OBJECTIVE - Could you rewrite the listing below, swapping every "Reported" for "Marked" and leaving everything else unchanged, with the pictures left out?

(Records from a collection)
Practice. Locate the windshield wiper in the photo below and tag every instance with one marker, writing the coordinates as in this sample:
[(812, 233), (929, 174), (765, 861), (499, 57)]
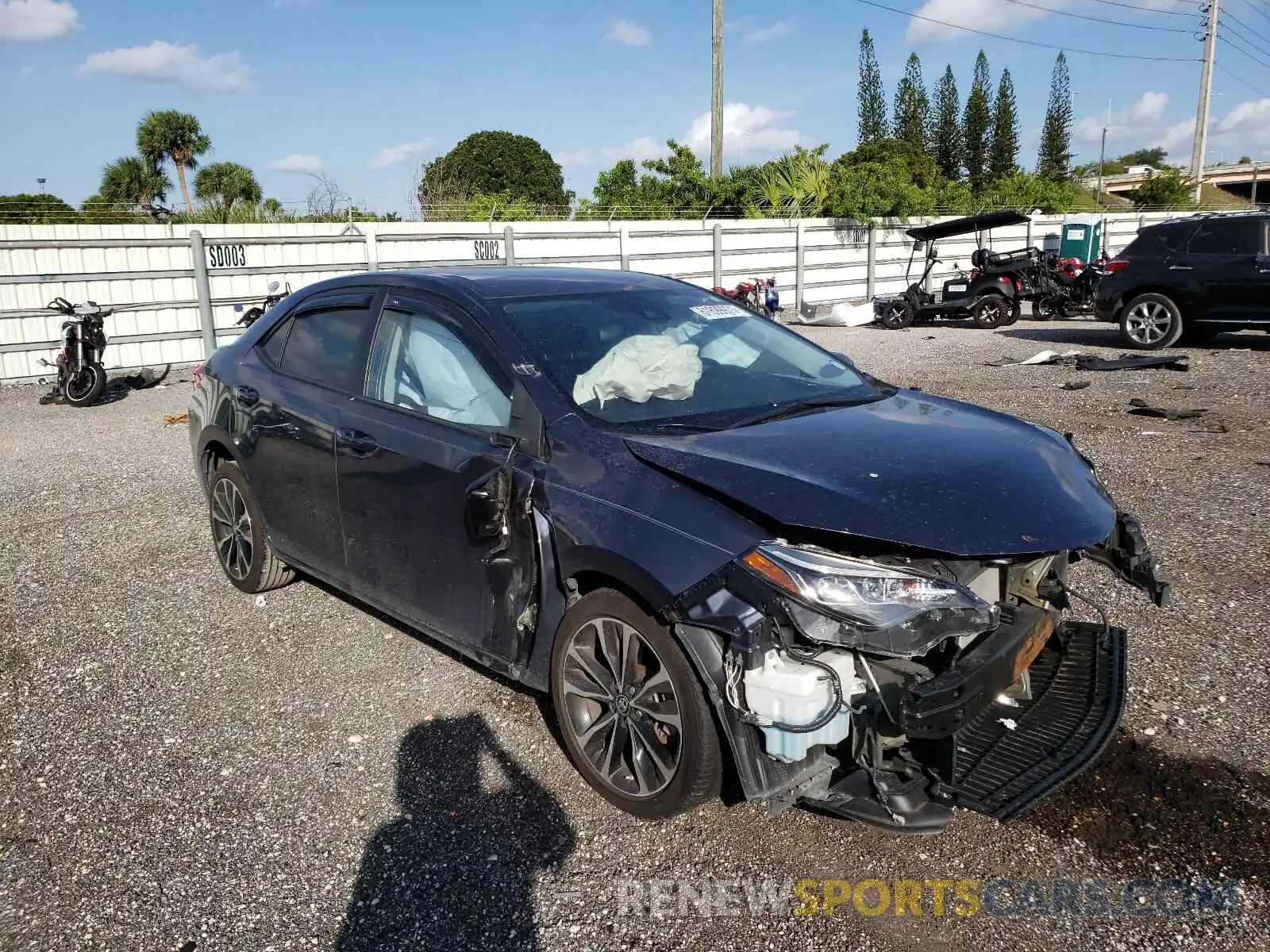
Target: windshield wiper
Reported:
[(797, 409)]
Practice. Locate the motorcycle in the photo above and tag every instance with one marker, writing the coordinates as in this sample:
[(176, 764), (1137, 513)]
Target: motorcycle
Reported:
[(80, 374), (256, 313), (760, 296), (1067, 289)]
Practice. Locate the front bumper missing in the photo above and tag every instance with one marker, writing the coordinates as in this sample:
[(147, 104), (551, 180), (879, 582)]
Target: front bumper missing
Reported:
[(988, 752), (1013, 752)]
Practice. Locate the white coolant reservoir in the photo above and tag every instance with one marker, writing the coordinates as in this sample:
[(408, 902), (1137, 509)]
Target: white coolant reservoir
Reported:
[(787, 691)]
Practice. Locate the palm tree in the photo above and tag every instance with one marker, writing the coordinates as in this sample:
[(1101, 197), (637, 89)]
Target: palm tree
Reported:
[(168, 133), (135, 182), (228, 182)]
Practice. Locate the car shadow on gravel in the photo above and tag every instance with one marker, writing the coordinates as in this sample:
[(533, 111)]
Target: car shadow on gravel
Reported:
[(1159, 816), (1109, 336), (455, 869)]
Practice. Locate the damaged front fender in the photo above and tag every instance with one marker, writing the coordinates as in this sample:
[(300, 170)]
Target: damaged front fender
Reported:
[(1127, 554)]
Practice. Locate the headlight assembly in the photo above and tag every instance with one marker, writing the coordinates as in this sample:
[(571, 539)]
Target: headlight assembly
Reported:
[(855, 603)]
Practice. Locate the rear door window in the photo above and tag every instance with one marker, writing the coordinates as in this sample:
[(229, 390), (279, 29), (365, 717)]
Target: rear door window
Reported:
[(276, 342), (324, 346), (1229, 238)]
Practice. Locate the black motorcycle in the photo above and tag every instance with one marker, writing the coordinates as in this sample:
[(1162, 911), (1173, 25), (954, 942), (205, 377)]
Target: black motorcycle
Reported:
[(254, 314), (1067, 290), (80, 374)]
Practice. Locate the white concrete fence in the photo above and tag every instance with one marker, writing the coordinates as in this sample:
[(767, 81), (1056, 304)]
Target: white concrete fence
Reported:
[(175, 289)]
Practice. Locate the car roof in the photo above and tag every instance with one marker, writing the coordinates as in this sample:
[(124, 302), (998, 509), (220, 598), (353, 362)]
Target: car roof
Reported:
[(495, 282)]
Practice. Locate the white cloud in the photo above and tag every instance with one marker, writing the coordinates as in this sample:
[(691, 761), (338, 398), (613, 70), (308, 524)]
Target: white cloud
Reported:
[(296, 162), (1143, 120), (637, 150), (628, 33), (975, 14), (395, 155), (36, 19), (1253, 116), (780, 29), (1149, 108), (745, 127), (173, 65)]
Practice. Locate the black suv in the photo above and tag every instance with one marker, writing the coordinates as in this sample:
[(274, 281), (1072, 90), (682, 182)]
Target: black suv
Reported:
[(1189, 279)]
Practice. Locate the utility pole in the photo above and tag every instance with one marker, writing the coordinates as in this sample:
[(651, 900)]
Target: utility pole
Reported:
[(1103, 155), (717, 95), (1206, 93)]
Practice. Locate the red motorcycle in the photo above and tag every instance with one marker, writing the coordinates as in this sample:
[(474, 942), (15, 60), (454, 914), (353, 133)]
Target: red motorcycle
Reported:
[(760, 296)]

TASK RESULT -
Practice. Locate the windshield wiper in the photo below and tag every instance with one marker, writing the coordinates as in this sample:
[(812, 233), (929, 174), (765, 861), (499, 57)]
Target: windshield wiper
Marked:
[(797, 409)]
Practice. Locate the motorcycle in the photo above and tag every instance with one marker, writing the coordinates as in this sample:
[(176, 764), (1137, 513)]
Target: motorcycle
Marked:
[(80, 374), (256, 313), (760, 296), (1067, 289)]
Practice. Locate the front bumper missing in the photo above and tag every instance with one marker, writing the coordinates as in this sample:
[(147, 104), (551, 180), (879, 582)]
Target: front bumper missing
Marked:
[(988, 752), (1013, 752)]
Practice. Locate the white coolant reservoir in the photo above and tag every instance with one marker, writing the coordinates as in this sample:
[(408, 902), (1137, 509)]
Target: white coolant reservoir
Marked:
[(787, 691)]
Practice. Locate the palm tree in the photo above and tag every instance with one marker, writing the coordinates as in this sample:
[(1101, 197), (637, 89)]
Target: palm tree
Marked:
[(168, 133), (135, 182), (228, 182)]
Practice. Locate the car shadow on gravel in the photo above and tag every instance with one marker, writing the coordinates as in this sample:
[(533, 111)]
Target: car shadow on gravel
Marked:
[(1159, 816), (1109, 336), (455, 869)]
Practice. Locate the damaged front fender in the photo above and tag every instance with one marker, writing the coordinates as in this sample:
[(300, 170)]
Target: damaged front fender
Marked:
[(1127, 554)]
Practice. Locate the headlight assembly in the photo above and tag every instance with one marker, writing the coordinates as in this sample:
[(571, 539)]
Target: headlight assembly
Marked:
[(855, 603)]
Practice. Locate the rear door window in the photo above and tag every instance with one marker, writing the coordinates as in this sample:
[(229, 390), (279, 29), (365, 717)]
Target: rear door window
Marked:
[(276, 342), (324, 346), (1229, 238)]
Practice. Locate the black motorcycle in the photo above and tag every instance with one marker, writing the coordinates as in this sample:
[(1162, 911), (1173, 25), (954, 942), (205, 377)]
Target: black motorcycle
Marked:
[(254, 314), (1067, 290), (80, 374)]
Practice. Locate the white concrete fence in the photo above and tag every instance with one marker, writing the coordinates as in this sample:
[(767, 81), (1056, 304)]
Target: white concrete fence
Marked:
[(175, 289)]
Practice. Locate the car roof in the photo above and tag every instance with one marker, writing the coordinates as in this sample:
[(124, 302), (998, 509), (220, 598), (353, 362)]
Target: car roof
Marked:
[(495, 282)]
Practice. Locate the white cloud in the photo above and tag every instance with one marker, writing the coordinates as in this sample:
[(691, 761), (338, 398), (613, 70), (308, 524)]
Target: white cloud
Marked:
[(296, 162), (1143, 120), (637, 150), (628, 33), (975, 14), (395, 155), (36, 19), (1253, 116), (780, 29), (1149, 108), (745, 127), (173, 65)]
Practice. Locate the black suv in the photo above and tag every instance with one marker, writing the coordinates as in this sample:
[(274, 281), (1072, 90), (682, 182)]
Target: black suv
Marked:
[(1189, 279)]
Practice. Locate the utility pole in the photo above and tag every instance with one marker, writing the coordinates as in this sample:
[(651, 900)]
Target: utility pole
Marked:
[(1103, 155), (717, 95), (1206, 93)]
Practice. Locate the red motorcycle in the photo above and tag every instance with one marker, writing the coordinates as in this sample:
[(474, 942), (15, 60), (454, 914), (353, 133)]
Target: red motorcycle
Marked:
[(760, 296)]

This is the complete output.